- Record set
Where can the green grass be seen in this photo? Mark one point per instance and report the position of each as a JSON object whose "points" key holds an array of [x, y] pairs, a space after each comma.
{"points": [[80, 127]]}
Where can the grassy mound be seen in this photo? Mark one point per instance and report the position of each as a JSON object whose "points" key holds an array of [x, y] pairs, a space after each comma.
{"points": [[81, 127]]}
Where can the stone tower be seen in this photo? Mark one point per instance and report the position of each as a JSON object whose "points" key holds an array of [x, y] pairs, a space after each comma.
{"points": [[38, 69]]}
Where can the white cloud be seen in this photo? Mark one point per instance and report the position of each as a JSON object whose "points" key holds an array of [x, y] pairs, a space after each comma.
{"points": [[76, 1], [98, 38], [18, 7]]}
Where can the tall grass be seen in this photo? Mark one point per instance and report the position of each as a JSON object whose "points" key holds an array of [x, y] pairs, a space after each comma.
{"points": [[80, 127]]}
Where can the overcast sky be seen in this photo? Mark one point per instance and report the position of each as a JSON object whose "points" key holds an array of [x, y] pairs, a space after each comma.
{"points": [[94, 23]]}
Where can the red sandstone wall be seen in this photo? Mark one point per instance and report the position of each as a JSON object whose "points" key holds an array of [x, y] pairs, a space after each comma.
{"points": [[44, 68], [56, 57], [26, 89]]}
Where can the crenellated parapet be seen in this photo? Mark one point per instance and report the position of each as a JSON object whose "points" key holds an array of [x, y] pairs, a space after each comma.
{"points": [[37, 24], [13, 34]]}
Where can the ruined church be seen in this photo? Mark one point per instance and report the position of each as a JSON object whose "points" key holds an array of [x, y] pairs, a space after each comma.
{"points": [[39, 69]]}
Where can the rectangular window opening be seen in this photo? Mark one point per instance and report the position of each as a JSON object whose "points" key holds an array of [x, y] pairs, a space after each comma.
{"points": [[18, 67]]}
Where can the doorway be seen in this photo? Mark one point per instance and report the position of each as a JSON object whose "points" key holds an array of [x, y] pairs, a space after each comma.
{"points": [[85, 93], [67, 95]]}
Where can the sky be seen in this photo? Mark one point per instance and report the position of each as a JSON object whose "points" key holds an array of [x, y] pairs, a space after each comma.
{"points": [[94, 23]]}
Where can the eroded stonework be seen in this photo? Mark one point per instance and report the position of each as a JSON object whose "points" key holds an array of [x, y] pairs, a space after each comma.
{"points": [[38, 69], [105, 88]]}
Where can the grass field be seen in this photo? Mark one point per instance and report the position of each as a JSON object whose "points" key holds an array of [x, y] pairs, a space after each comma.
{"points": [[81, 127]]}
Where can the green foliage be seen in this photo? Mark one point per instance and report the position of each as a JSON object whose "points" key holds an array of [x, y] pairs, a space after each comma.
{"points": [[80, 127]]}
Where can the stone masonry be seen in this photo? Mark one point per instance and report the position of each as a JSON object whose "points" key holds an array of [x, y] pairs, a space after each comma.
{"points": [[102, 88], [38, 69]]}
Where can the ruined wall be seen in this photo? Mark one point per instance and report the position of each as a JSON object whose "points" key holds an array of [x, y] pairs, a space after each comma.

- Problem details
In full and exactly, transcribe the material above.

- Reply
Where can the green grass be seen in this photo? Mark one point per instance and report the position of each as a JSON object whose "points" key holds an array of [x, y] pairs, a space after each comma.
{"points": [[80, 127]]}
Where can the grassy mound be seen in this photo? Mark one point per instance and report the position of each as a JSON object whose "points" key holds an array of [x, y] pairs, a space after each comma.
{"points": [[81, 127]]}
Where can the stone tower be seen in this photo? Mark one point per instance and report the position of each as a JSON object whose "points" key holds an array of [x, y] pairs, a space after each comma.
{"points": [[38, 69]]}
Where can the white cloud be seen in this photo? Mark one point per instance and report the position of each as a JSON object whose "points" key holds an array of [x, y] pairs, a space after each comma.
{"points": [[76, 1], [98, 38], [18, 7]]}
Where can the tall grass be seen in this photo? Mark one point per instance and report the position of each as a JSON object whose "points" key holds an array of [x, y] pairs, a space after each comma.
{"points": [[80, 127]]}
Where can the overcast sky be seen in this photo? Mark one point per instance and report the position of each as a JSON object whose "points" key holds an array of [x, y] pairs, a space after each comma.
{"points": [[94, 23]]}
Where can the red sandstone wall be seen in this photo? Mark one point per instance and report the position of each as a JSON object whose "points" key holds an array of [x, y] pairs, a space after each comma.
{"points": [[44, 68], [56, 57], [26, 89]]}
Where can the crenellated parapet be seen in this photo? Mark one point per instance and report the position of each as a JSON object whose "points" key holds an array of [x, y] pairs, a space after each comma.
{"points": [[37, 24], [13, 34]]}
Where can the ruined church be seen in this photo? Mark one point per instance and report the position of each as a JSON object whose "points" key holds an array of [x, y] pairs, a space after each comma.
{"points": [[39, 69]]}
Where can the rectangular window opening be seen in this photo? Mark one point per instance and report the position of each as a JSON object whose "points" key holds an array of [x, y] pairs, a space after each comma.
{"points": [[18, 67]]}
Where can the doorway be seen in this photo? Mark one point per instance and report the position of each as a JSON object whose "points" key holds an array of [x, y] pairs, a space after each comma.
{"points": [[85, 93], [67, 95]]}
Where can the sky be seen in this photo? Mark one point per instance and report the position of each as a JSON object whose "points" key holds an array of [x, y] pairs, a space after each comma.
{"points": [[94, 23]]}
Where can the eroded stonework be seen in this photo? Mark one point per instance and report the position of each as a JSON object whose "points" key holds an array of [x, y] pairs, a space after each comma.
{"points": [[38, 69], [105, 88]]}
Where can the grass field be seen in this photo? Mark one point per instance and report the position of each as a JSON object whose "points" key holds an array of [x, y] pairs, a space after each comma.
{"points": [[81, 127]]}
Where can the green foliage be seen in this photo? Mark one point per instance and report the position of each as a JSON object whose "points" key holds an array of [x, y] pairs, a space after each comma.
{"points": [[80, 127]]}
Where can the stone masonry be seen in this photo? Mark one point per instance and report the position of each as a JSON object whose "points" key holds an array of [x, y] pairs, a space after each comma.
{"points": [[102, 88], [38, 69]]}
Where can the ruined wall be seen in this photo? Mark one point per instance and report the position of each as a JSON object whose "points" key holds an array of [x, y] pairs, a space after each comma.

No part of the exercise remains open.